• **Данный отрывок**
-- -- --

Вот та утраченная  райская  жизнь под божественным покровом, память о  дальних предках   пробуждается  и ассоциируется нами с отчизной или с детством, особенно, если оно проходит на фоне идиллических красот окружающей природы, в кругу близких и любящих людей.
Сильное и глубокое родовое чувство было свойственно многим великим поэтам - И. Бунин переживал его и писал о нём - обладает им и Сергей Таратута, подтверждая этим  мою догадку. Родовое чувство помогает человеку  крепче стоять на ногах и спокойно заниматься любимым делом:

Я потомок приветствую предков,
Тех, кто где-то в пучине веков!
Я, конечно, не ствол и не ветка,
А скорее один из листков
На вершине огромного древа,
Нет фундамента крепче корней.
Где-то там моя личная Ева
И Адам где-то личный при ней...

-- -- --

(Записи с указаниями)
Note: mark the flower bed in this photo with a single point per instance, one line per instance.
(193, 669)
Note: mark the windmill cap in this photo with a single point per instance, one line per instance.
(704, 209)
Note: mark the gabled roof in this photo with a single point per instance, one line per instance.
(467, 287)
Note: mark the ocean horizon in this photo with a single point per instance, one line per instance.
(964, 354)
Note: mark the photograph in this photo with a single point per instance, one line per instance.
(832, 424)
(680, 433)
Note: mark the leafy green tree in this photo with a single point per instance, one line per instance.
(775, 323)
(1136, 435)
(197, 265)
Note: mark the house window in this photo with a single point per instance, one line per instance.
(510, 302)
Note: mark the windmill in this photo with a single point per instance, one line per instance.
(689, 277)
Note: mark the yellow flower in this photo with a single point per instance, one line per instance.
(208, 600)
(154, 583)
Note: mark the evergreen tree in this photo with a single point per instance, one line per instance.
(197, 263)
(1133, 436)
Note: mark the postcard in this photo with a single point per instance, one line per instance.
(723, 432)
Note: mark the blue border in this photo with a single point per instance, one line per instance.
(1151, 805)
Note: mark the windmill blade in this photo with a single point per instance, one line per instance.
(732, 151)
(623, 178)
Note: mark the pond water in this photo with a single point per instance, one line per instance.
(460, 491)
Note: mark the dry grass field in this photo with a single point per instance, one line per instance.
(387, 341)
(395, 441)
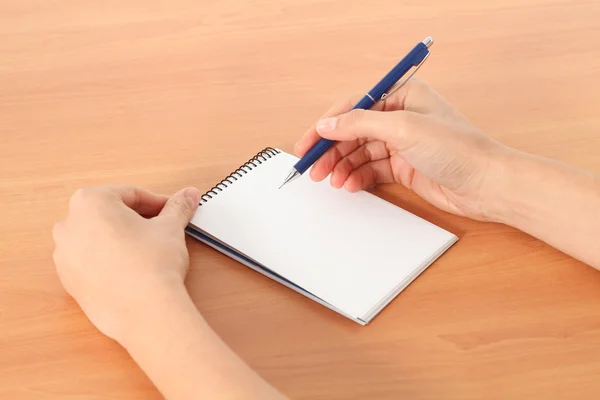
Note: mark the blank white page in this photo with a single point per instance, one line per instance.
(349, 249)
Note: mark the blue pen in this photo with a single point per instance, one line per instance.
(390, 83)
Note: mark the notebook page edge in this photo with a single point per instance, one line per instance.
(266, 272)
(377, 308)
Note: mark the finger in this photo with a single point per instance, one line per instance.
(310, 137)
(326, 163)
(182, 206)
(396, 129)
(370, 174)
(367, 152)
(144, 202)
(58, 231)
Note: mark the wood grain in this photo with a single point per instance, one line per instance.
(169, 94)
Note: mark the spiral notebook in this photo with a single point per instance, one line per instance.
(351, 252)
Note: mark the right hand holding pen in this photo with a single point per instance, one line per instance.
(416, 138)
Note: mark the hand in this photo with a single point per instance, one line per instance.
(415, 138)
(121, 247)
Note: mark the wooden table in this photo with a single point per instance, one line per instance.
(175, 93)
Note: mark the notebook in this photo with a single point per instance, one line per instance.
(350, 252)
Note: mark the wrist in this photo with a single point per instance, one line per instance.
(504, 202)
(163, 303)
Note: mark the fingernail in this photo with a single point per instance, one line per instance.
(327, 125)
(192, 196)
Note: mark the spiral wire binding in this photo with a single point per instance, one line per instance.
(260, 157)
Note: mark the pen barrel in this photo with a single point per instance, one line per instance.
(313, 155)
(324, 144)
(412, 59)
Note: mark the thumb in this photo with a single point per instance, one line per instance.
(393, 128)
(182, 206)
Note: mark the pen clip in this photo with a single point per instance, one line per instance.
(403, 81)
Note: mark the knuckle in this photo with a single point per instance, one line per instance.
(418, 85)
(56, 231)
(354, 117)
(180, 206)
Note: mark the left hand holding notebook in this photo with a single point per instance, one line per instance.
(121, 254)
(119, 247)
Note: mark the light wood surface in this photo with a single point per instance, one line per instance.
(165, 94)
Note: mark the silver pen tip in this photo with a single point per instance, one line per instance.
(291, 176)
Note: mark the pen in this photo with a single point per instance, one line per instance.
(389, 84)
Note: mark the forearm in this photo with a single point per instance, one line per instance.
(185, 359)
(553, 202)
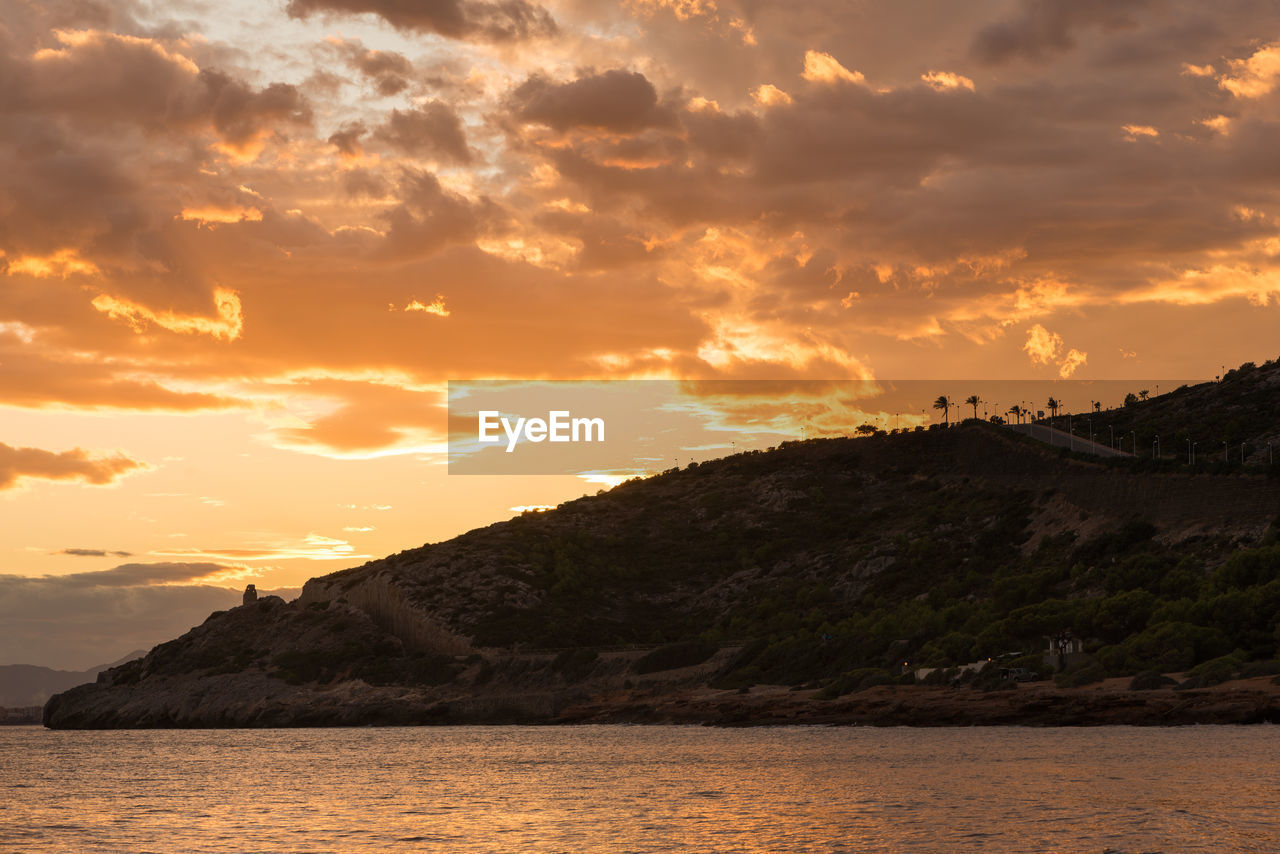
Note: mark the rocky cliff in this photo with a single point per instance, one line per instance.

-- -- --

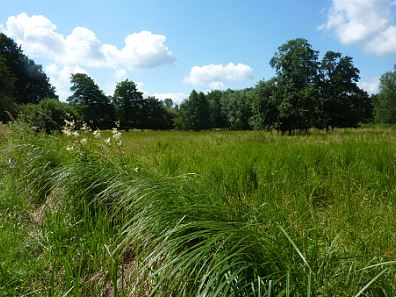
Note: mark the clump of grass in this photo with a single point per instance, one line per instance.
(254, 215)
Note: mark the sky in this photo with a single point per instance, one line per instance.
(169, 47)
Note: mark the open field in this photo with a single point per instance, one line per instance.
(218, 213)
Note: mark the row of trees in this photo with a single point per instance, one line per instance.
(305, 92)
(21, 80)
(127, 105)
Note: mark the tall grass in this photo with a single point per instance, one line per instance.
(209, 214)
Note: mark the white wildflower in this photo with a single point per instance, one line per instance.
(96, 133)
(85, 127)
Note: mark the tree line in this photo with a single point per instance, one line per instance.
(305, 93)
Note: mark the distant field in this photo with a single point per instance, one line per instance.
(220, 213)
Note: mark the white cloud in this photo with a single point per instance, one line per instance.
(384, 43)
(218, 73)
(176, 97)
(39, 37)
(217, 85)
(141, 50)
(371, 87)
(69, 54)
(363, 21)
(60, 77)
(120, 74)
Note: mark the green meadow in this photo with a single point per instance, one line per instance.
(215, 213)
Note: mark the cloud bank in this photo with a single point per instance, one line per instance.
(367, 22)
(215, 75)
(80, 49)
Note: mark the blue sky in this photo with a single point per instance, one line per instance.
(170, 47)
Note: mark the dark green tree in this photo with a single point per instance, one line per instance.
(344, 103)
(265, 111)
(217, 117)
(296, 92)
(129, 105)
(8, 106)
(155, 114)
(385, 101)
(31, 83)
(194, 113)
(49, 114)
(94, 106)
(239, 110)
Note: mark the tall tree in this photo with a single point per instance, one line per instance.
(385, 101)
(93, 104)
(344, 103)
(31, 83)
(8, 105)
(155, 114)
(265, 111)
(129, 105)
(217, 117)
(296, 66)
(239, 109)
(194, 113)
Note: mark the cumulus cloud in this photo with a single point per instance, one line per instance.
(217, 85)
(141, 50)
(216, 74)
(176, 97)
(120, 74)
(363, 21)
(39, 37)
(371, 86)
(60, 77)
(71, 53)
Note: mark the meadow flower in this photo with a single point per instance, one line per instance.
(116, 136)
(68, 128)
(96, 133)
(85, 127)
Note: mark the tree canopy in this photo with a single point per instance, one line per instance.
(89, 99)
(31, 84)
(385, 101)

-- -- --

• **Задание 1**
Какой поэт, согласно отрывку, переживал сильное родовое чувство и писал о нём?
• **Задание 2**
Выпишите из отрывка без изменений фрагмент от слов «Сильное и глубокое» до слов «в пучине веков!» включительно.
Эти записи с отрывком никак не связаны.

• **Письменное решение 1**
И. Бунин.

• **Письменное решение 2**
Сильное и глубокое родовое чувство было свойственно многим великим поэтам - И. Бунин переживал его и писал о нём - обладает им и Сергей Таратута, подтверждая этим  мою догадку. Родовое чувство помогает человеку  крепче стоять на ногах и спокойно заниматься любимым делом:

Я потомок приветствую предков,
Тех, кто где-то в пучине веков!